Exercise: Below is some data; print it all back exactly.

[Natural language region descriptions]
___
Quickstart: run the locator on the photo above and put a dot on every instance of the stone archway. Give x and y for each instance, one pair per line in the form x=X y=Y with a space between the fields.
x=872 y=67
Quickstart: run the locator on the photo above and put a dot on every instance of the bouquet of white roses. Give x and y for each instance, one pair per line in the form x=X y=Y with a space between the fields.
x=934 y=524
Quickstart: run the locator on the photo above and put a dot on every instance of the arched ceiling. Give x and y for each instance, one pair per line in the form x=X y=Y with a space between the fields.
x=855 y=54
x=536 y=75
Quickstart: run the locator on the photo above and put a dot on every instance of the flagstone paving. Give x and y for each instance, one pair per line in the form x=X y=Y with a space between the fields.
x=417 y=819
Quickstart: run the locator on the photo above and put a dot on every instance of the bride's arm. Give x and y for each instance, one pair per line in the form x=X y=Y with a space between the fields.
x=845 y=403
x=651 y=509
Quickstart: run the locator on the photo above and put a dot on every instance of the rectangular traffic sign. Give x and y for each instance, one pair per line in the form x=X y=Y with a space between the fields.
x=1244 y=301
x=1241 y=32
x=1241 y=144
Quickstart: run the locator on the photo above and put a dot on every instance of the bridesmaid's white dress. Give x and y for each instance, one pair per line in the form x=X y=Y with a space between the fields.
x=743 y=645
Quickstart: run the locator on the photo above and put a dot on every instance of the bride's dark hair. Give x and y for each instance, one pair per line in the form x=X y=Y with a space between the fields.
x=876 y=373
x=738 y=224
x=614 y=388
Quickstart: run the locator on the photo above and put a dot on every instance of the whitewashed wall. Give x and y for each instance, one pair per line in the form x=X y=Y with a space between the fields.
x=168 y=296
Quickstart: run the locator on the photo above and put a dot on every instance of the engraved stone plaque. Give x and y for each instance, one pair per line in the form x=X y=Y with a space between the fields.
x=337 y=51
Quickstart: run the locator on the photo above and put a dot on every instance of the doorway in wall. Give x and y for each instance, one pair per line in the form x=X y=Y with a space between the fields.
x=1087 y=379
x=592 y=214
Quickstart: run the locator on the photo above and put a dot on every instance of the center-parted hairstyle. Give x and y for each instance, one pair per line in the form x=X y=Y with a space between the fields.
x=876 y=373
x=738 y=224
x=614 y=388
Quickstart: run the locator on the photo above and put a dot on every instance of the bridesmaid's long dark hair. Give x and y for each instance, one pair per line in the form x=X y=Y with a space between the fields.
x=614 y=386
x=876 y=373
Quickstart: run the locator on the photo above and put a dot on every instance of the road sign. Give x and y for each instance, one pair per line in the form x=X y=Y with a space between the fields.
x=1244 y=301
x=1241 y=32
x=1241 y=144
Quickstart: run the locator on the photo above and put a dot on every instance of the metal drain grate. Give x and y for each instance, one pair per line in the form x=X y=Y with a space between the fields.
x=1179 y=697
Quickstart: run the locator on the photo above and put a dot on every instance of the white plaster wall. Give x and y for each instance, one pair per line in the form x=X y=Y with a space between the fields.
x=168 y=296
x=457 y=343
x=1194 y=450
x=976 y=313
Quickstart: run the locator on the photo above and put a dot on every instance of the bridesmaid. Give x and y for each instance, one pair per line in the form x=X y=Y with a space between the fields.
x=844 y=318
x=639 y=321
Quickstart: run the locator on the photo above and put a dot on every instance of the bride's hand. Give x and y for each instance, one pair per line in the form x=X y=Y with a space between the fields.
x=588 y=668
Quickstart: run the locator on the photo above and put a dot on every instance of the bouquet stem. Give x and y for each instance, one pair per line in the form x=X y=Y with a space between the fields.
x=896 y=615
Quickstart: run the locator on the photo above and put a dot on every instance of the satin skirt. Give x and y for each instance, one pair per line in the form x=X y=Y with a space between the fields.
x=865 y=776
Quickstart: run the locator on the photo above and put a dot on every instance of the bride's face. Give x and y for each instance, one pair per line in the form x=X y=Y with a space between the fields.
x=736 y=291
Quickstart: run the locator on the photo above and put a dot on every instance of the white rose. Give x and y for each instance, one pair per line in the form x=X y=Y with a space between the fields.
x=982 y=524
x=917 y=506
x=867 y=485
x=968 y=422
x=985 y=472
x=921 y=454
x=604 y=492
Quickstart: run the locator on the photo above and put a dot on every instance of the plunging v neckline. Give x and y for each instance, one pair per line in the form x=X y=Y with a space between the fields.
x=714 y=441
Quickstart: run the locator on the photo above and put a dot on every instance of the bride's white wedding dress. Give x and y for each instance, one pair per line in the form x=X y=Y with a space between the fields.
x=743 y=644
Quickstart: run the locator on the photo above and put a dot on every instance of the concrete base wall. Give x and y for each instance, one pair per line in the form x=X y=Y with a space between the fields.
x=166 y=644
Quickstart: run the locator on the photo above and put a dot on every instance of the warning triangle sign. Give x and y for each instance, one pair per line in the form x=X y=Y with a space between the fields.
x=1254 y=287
___
Answer section:
Quickstart: run the locator on the photo above and put a dot on every instance of the stone archway. Give x and y for each instance, one pair per line in the form x=X y=Y with a space between the fields.
x=872 y=67
Quickstart: run the locator on the photo above and put a dot on every instance of the bouquet of white roses. Give x and y for each instance, one pair per line in the form x=X y=Y with a space between the fields.
x=934 y=524
Quickstart: run the locator on the photo above and put a dot on every instance of the arched ceiling. Give x and y for each instance, one pair per line in the form x=X y=Y with a space between the fields.
x=855 y=54
x=536 y=75
Quickstart: run the locator on the photo above and put a dot on every instance of the flagstone paving. Give x and y for each instance, one pair per line in the form x=X y=Y with a space between the fields.
x=417 y=819
Quickstart: run the locator on the photo above and put a dot on every instance of the bride's arm. Give x and y for each instance, one pair per line in the form x=X y=Y with a space between the fields.
x=845 y=403
x=651 y=509
Quickstart: run the locator on the photo above and put a dot on every instance of the rectangular traffic sign. Give x and y for each instance, one pair per line in the form x=X y=Y with a space between the fields.
x=1244 y=301
x=1241 y=32
x=1241 y=144
Quickstart: run the locator on the photo above and put a dot on every instance of the bridesmaid's white dress. Give x and y for each instance, one pair per line in the form x=X y=Y with a space between the fields.
x=743 y=645
Quickstart: run the locator on the photo above and put a dot on every instance of the bride's dark hair. Give x and y for each instance, one pair per line in the form x=X y=Y with a space between the fields.
x=876 y=373
x=738 y=224
x=614 y=388
Quickstart: run the locator on the photo above and put a dot on every instance of the whitewashed wall. Give x and y for each instance, one pair per line in the form x=X y=Y with a space between the fields.
x=168 y=296
Quickstart: run the locator on the photo above and put a dot on every instance of the engraved stone plaque. Give x and y for each instance, one pair per line in the form x=X y=Y with a space between the fields.
x=337 y=51
Quickstart: run the locator on the photo above and put a dot on every instance of the doorway in wall. Give x and y for each instance, one pair per line in the form x=X y=Y with a space between the fields.
x=1087 y=379
x=592 y=214
Quickstart: run the locator on the photo above and put a dot on every instance of the center-parted hairstyle. Give x and y for each instance, one pair per line in the form x=X y=Y with a space between the fields.
x=876 y=373
x=738 y=224
x=614 y=388
Quickstart: run the locator on the photo above and put a dot on every instance of the bridesmaid's long dark hair. Give x and y for each instance, one pair per line in the form x=X y=Y with a space between the fields.
x=614 y=386
x=876 y=373
Quickstart: run the locator on the photo above and put a dot on every instance of the road sign. Give x and y for each instance, one pair per line in the form x=X y=Y with a space between the fields.
x=1244 y=301
x=1241 y=32
x=1241 y=144
Quickstart: run the locator on the photo above and put a dot on every instance of the metal drain grate. Give x and y for each instance, one pair per line in the form x=X y=Y with a space between the fields.
x=1179 y=697
Quickstart: run the locator on the photo above and put a dot on every instance of the white plaster wall. Give x and y for each instance, one pair per line in the form x=X y=Y with a space between the fields.
x=168 y=296
x=457 y=343
x=1194 y=450
x=976 y=313
Quickstart: run the locator on the photo above and put a dot on every instance of the bridesmaid. Give x and y for each instance, one pair per line in the form x=X y=Y with a space between the fields.
x=844 y=318
x=639 y=321
Quickstart: run the locator on the photo above and put a dot on every instance of the bride's hand. Give x and y for each instance, one pair per line in the form x=X y=Y with a space between the fields.
x=588 y=668
Quickstart: run the locator on the photo above and put a dot on every instance of the bouquet stem. Give x and y for each instance, one pair per line in the form x=X y=Y with a space between the fields.
x=896 y=615
Quickstart: run the locator on the photo above and put a dot on every instance of the satin skirt. Give x and y for each instance, one pair per line in the form x=X y=Y with a space between the fields.
x=865 y=776
Quickstart: run the locator on the photo above and put a dot on every instance of the bride's face. Give x and y for each instance, one pair per line in the form x=X y=Y with a space between the fields.
x=736 y=291
Quickstart: run the locator on the photo above and put a dot on every instance of the white rose. Give x and y for each instance, one pair per line in the form x=X y=Y with a space between the fields.
x=982 y=524
x=917 y=506
x=867 y=485
x=968 y=422
x=985 y=472
x=921 y=454
x=604 y=492
Quickstart: run the locator on the photo above and put a dot on every instance of the plunging v neckline. Give x and y for each instance, one pair per line in the form x=X y=Y with a space between the fields.
x=714 y=441
Quickstart: run the locator on the photo above and put a dot on every instance of the bride's white wedding dress. Give x and y for each instance, one pair per line in the form x=X y=Y with a space between the fields.
x=743 y=644
Quickstart: run the locator on the photo above and put a dot on every instance of the concrete base wall. Give x and y for each instance, one pair per line in the form x=X y=Y with a space between the fields.
x=166 y=644
Quickstart: run the locator on the photo above and put a dot on every instance of the warning triangle sign. Give x and y for each instance, one pair per line in the form x=X y=Y with a space between the fields.
x=1254 y=287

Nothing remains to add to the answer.